任务要求:
能把下面材料中的各行逐条放进一个编号列表吗？空行略去，图片不要放进答案。
++++++++++
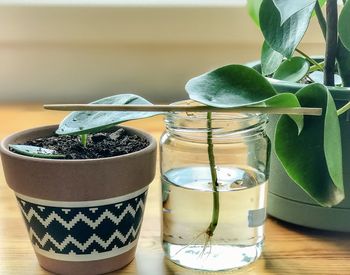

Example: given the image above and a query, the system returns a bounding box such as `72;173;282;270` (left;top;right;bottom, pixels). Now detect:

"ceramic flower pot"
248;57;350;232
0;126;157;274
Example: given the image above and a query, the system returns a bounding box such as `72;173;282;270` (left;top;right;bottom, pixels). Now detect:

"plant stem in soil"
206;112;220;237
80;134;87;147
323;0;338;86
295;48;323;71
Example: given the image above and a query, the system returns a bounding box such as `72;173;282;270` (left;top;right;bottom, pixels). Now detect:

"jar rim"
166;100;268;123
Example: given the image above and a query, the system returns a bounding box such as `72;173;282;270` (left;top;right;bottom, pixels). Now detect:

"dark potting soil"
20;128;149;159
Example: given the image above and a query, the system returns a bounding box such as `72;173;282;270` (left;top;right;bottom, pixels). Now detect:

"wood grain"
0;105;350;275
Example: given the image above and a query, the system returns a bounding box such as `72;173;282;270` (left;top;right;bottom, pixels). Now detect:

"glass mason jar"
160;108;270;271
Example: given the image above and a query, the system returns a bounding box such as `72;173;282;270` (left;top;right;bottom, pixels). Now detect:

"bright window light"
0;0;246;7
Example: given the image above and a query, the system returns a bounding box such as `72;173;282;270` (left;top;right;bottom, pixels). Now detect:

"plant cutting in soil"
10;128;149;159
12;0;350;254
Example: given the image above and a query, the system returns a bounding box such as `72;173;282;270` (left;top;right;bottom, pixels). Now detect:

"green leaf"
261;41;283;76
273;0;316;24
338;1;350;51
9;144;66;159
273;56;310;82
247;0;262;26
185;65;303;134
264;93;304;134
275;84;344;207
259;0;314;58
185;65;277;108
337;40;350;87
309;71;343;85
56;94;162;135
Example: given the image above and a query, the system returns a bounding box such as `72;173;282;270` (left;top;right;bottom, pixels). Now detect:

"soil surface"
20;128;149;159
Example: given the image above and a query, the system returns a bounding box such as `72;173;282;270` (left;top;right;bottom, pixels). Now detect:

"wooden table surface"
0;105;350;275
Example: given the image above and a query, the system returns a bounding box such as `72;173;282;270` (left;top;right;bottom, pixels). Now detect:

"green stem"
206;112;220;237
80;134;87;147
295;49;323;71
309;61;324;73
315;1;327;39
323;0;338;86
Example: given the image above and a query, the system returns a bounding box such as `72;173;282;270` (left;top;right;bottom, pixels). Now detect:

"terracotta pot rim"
++++++++++
任务答复:
1. Example: given the image above and a query, the system returns a bounding box such as `72;173;282;270` (left;top;right;bottom, pixels). Now detect:
2. "ceramic flower pot"
3. 248;57;350;232
4. 0;126;157;274
5. Example: given the image above and a query, the system returns a bounding box such as `72;173;282;270` (left;top;right;bottom, pixels). Now detect:
6. "plant stem in soil"
7. 206;112;220;237
8. 80;134;87;147
9. 323;0;338;86
10. 295;48;323;71
11. Example: given the image above and a query, the system returns a bounding box such as `72;173;282;270` (left;top;right;bottom, pixels). Now detect:
12. "jar rim"
13. 166;100;268;123
14. Example: given the image above and a query, the system returns a bounding box such as `72;173;282;270` (left;top;right;bottom, pixels). Now detect:
15. "dark potting soil"
16. 20;128;149;159
17. Example: given the image above and a query, the system returns a bounding box such as `72;173;282;270` (left;top;right;bottom, pixels). Now detect:
18. "wood grain"
19. 0;105;350;275
20. Example: given the image above and a query, the system returns a bounding box such as `72;173;282;270` (left;top;right;bottom, pixels). Now detect:
21. "glass mason jar"
22. 160;108;270;271
23. Example: given the image above and a query, the system returns a bounding box such as `72;173;282;270` (left;top;right;bottom, pixels). Now detect:
24. "bright window light"
25. 0;0;246;7
26. Example: given the image above and a query, the system returns a bounding box such as `72;173;282;270` (left;top;right;bottom, pixels). Now detect:
27. "plant cutting in soil"
28. 10;128;149;159
29. 12;0;350;254
30. Example: given the image above and a query, the system returns a bounding box such as `72;173;282;270` (left;top;right;bottom, pixels). Now detect:
31. "green leaf"
32. 261;41;283;76
33. 273;0;316;24
34. 338;1;350;51
35. 9;144;66;159
36. 273;56;310;82
37. 247;0;262;26
38. 185;65;303;134
39. 264;93;304;134
40. 275;84;344;207
41. 259;0;314;58
42. 185;65;277;108
43. 337;40;350;87
44. 309;71;343;85
45. 56;94;162;135
46. Example: given the image above and a query, the system returns a bounding box such as `72;173;282;270` (left;top;right;bottom, pixels). Now detect:
47. "soil surface"
48. 20;128;149;159
49. Example: given the image above and a query, the system returns a bounding box such as `72;173;282;270` (left;top;right;bottom, pixels). Now detect:
50. "wooden table surface"
51. 0;105;350;275
52. Example: given the image above and a query, the system returns a bounding box such as `72;173;282;270` (left;top;right;bottom, pixels). Now detect:
53. "green stem"
54. 206;112;220;237
55. 80;134;87;147
56. 295;49;323;71
57. 309;61;324;73
58. 315;1;327;39
59. 323;0;338;86
60. Example: given the image above and a query, the system returns a bounding box such as `72;173;282;270` (left;top;right;bottom, pixels). Now detect:
61. "terracotta pot rim"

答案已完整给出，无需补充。